[Rows from a dataset]
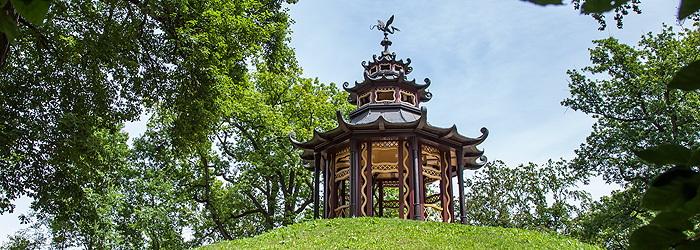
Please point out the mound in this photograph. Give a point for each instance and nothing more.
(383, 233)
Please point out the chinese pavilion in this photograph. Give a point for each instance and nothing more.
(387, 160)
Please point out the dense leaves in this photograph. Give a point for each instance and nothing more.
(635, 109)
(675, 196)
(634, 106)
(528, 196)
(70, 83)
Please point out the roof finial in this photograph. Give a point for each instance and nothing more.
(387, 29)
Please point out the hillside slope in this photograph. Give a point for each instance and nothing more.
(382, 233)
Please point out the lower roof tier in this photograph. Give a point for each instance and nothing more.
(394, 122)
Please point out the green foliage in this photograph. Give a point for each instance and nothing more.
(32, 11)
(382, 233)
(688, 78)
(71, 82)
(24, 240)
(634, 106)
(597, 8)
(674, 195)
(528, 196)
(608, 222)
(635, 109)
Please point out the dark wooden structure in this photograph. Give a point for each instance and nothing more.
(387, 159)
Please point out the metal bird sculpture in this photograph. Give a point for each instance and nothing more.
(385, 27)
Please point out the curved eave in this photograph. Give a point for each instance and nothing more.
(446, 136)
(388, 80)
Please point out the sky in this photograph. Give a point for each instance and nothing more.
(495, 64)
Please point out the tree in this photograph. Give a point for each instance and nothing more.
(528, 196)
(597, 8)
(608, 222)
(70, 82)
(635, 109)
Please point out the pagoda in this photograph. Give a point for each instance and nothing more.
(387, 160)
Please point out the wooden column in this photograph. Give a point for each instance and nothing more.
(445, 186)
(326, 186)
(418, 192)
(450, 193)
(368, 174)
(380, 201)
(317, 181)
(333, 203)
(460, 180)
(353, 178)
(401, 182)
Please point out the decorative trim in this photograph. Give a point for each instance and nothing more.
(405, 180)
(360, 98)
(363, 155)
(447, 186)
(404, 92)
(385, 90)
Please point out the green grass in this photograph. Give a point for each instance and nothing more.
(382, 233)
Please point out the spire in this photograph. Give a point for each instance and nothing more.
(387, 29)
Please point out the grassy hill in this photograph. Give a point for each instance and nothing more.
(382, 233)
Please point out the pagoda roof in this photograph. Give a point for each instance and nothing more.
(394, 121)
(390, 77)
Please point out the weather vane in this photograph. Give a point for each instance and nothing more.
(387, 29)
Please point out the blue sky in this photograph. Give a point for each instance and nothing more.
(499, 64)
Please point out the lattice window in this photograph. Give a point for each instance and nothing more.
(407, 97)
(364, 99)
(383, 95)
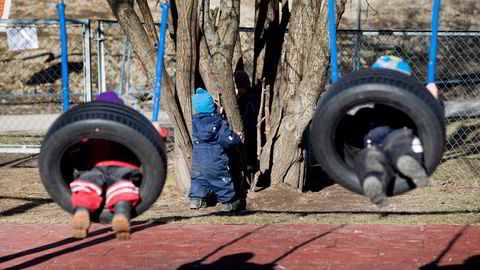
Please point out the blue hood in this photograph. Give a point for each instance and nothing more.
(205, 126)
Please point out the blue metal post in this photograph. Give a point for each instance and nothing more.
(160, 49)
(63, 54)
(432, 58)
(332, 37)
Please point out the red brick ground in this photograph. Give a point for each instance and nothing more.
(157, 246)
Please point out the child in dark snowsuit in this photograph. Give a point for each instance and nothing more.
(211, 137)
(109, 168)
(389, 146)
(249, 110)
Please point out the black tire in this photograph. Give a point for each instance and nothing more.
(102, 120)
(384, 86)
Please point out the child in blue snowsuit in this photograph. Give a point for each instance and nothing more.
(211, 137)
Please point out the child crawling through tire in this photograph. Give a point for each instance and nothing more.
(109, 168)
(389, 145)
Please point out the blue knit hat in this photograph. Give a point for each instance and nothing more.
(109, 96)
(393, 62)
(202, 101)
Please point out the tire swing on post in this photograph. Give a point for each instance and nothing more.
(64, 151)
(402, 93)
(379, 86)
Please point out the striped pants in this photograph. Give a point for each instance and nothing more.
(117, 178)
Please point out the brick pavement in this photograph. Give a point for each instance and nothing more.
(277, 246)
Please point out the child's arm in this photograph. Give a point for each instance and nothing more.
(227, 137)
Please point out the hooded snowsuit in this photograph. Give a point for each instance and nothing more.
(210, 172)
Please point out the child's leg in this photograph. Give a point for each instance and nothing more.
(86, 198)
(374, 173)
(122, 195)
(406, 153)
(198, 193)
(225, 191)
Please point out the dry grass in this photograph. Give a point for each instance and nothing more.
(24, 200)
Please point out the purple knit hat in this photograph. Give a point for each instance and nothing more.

→ Given request
Pictures are excluded; copy every other part of the records exactly.

→ Response below
Please point out the mound in this photograph. Give a point for each instance and nothing more.
(383, 233)
Please point out the chinese pavilion in this photograph. Give a point for each instance and nothing more.
(387, 160)
Please point out the dense leaves in this photograph. Give a point for each instance and nothing more.
(635, 109)
(675, 196)
(634, 106)
(528, 196)
(70, 83)
Please point out the roof finial in this photograph. Give a point for each instance and nothing more.
(387, 29)
Please point out the hillside slope in this photograph. Give a point for each instance and nothing more.
(382, 233)
Please point out the lower roof tier in this photograph. Give a point for each instance and nothing more.
(394, 122)
Please point out the green foliage in this photograph. Give a point for each instance and nothing more.
(32, 11)
(382, 233)
(688, 78)
(71, 82)
(24, 240)
(634, 106)
(597, 8)
(674, 195)
(528, 196)
(608, 222)
(635, 109)
Please point out the dark wooden structure in this photograph. Give a point for each instance and nothing more.
(387, 159)
Please point out the metal bird sculpture in this photograph. Give a point for each instance and nothing more.
(385, 27)
Please point out the curved eave in this photograph. Give a point for each instance and nothing more.
(446, 136)
(388, 80)
Please point out the sky in this photograph. Give a point for each instance and nothing more.
(495, 64)
Please point out the tree in this photograph. Give a point for each instance and nothing more.
(528, 196)
(597, 8)
(608, 222)
(70, 82)
(635, 109)
Please point out the pagoda in this photograph. Give a point for each instance and nothing more.
(387, 160)
Please point out the wooden column in this photograph. Give a point for each instance and nothing more.
(445, 186)
(326, 186)
(418, 192)
(450, 193)
(368, 174)
(380, 201)
(317, 181)
(333, 203)
(460, 180)
(353, 178)
(401, 182)
Please point out the decorative trim in this photograph. Give a point for each instance and nothing more.
(405, 180)
(360, 98)
(363, 155)
(447, 186)
(404, 92)
(385, 90)
Please point out the green grass in this photograph. Give a point for each instance and nothing more.
(382, 233)
Please point out the spire in this photograph. Give a point for each instance and nothing more.
(387, 29)
Please point out the grassy hill in this photograph. Give a point for each instance and nothing more.
(382, 233)
Please point out the pagoda roof in this photograph. Give a point for each instance and nothing more.
(394, 121)
(390, 77)
Please point out the weather vane in this photograph. Give a point for each instance and nothing more.
(387, 29)
Please point out the blue sky in this photograph. Give a point for each instance and nothing more.
(499, 64)
Please point out the lattice window in this photograph. Give a point for each instance and nothing more.
(407, 97)
(364, 99)
(383, 95)
Please point out the blue hood in this photograph. Give a point for each instance and nothing more.
(205, 126)
Please point out the blue metal post in this photograph. Give a point for each instance and nothing more.
(160, 49)
(63, 54)
(432, 58)
(332, 37)
Please point out the red brick ground in this photograph. Give a point for each instance and nothing more.
(157, 246)
Please point out the child in dark snowsuit in this photograph. Give a point for each instance and nothing more.
(211, 137)
(109, 168)
(389, 146)
(249, 110)
Please point out the black tire in this photograph. Give a point for each instance and nothing more.
(102, 120)
(384, 86)
Please point out the child in blue snowsuit in this photograph. Give a point for each instance and nothing more.
(211, 137)
Please point out the child crawling through tire in this photograph. Give a point for each instance and nothing more.
(109, 168)
(389, 145)
Please point out the blue knit hat in this photograph. Give a point for each instance and nothing more.
(109, 96)
(393, 62)
(202, 101)
Please point out the tire swing on post in this photograph. Give a point for each instance and nothing more.
(64, 151)
(402, 93)
(379, 86)
Please point out the striped pants in this photograph. Give a point for each instance and nothing more.
(117, 178)
Please point out the brick pavement in this photograph. Give a point for each instance and nothing more.
(277, 246)
Please point out the child's arm in this photograph. Give a point for each instance and nothing more.
(227, 137)
Please point out the hooded snowsuit in this photograph. Give a point for each instance and nothing more.
(210, 172)
Please point out the child's leg in this photograph. Give a point for each instance and nothing more.
(86, 198)
(374, 173)
(122, 195)
(406, 153)
(198, 193)
(225, 191)
Please point out the dry grass in this photograph. Give a point for each instance and nothing more.
(24, 200)
Please point out the purple knit hat in this photograph. Give a point for each instance and nothing more.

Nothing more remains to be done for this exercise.